Coordinate annotation records

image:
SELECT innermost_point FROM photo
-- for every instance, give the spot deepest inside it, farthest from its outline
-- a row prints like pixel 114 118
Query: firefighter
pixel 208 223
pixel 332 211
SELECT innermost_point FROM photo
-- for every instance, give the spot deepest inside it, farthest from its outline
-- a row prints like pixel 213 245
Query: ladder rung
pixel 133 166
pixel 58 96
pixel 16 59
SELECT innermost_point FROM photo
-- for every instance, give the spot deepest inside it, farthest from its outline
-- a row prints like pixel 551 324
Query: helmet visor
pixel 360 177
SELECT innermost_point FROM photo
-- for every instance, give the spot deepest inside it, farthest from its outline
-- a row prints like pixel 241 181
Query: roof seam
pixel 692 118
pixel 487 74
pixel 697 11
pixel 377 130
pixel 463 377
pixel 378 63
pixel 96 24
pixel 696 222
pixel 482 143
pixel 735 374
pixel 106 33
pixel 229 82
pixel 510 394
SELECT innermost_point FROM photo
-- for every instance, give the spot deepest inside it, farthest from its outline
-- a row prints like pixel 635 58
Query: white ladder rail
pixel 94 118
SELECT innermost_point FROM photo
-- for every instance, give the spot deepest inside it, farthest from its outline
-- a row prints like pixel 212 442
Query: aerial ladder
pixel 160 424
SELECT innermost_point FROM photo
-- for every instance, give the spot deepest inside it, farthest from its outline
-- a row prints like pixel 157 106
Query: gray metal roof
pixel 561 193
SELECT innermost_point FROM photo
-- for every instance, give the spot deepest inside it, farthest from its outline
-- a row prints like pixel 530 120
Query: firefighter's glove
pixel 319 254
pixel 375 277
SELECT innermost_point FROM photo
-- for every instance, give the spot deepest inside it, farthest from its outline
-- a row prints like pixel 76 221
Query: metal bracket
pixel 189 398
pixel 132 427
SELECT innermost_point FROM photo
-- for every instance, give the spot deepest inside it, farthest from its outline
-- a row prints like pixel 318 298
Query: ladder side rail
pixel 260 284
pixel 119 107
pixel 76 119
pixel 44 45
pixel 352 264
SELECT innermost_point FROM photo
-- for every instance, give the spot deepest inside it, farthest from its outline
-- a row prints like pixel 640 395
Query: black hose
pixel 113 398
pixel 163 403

● **REQUIRED TASK**: Recopy the whole listing exactly.

● **PROBLEM SOLUTION**:
image:
SELECT innermost_point FROM photo
-- for every instance, give the spot deepest inside it, farthest from its outline
-- a row prints like pixel 114 118
Query: firefighter
pixel 208 223
pixel 332 211
SELECT innermost_point FROM photo
-- for every instance, give the spot deepest inside it, farthest from its outline
-- a row prints like pixel 213 245
Query: ladder rung
pixel 133 166
pixel 58 96
pixel 16 59
SELECT innermost_point FROM photo
-- for every instance, give the spot deepest inside it, farthest from its outline
-- a row prints like pixel 551 324
Query: helmet visor
pixel 360 177
SELECT innermost_point FROM photo
-- for every instance, give the spot deepest inside it, farthest from its outline
-- a row prints like pixel 241 181
Query: roof seam
pixel 692 118
pixel 487 74
pixel 697 11
pixel 377 130
pixel 463 377
pixel 378 63
pixel 96 24
pixel 696 222
pixel 482 143
pixel 735 374
pixel 106 33
pixel 229 82
pixel 510 394
SELECT innermost_point FROM photo
-- for every instance, give the spot deepest inside it, farthest from its outline
-- a row prints like pixel 635 58
Query: white ladder rail
pixel 94 118
SELECT innermost_point FROM photo
-- for every instance, give the spot deepest inside it, farthest from its outline
-- a row prints like pixel 212 442
Query: aerial ladder
pixel 160 424
SELECT innermost_point FROM photo
-- for every instance, give the spot deepest inside it, farthest from its outline
-- a row prints like pixel 157 106
Query: gray metal roof
pixel 561 193
SELECT innermost_point FROM photo
-- for every instance, give the spot deepest inside it, farthest from its outline
-- a row prints like pixel 530 120
Query: firefighter's glove
pixel 319 254
pixel 375 277
SELECT innermost_point FROM photo
-- for every instance, give the spot deepest inside it, farthest from its outline
-- a row prints like pixel 76 221
Query: metal bracket
pixel 189 398
pixel 132 427
SELECT innermost_point FROM photo
-- for every instance, give the spot deepest inside it, farthest from its outline
-- a row prints like pixel 318 298
Query: ladder side rail
pixel 260 284
pixel 119 107
pixel 76 119
pixel 44 45
pixel 352 264
SELECT innermost_point FROM photo
-- for every instance, give the spot deepest inside it, farthest from its outline
-- a row prints like pixel 640 395
Query: black hose
pixel 113 398
pixel 163 403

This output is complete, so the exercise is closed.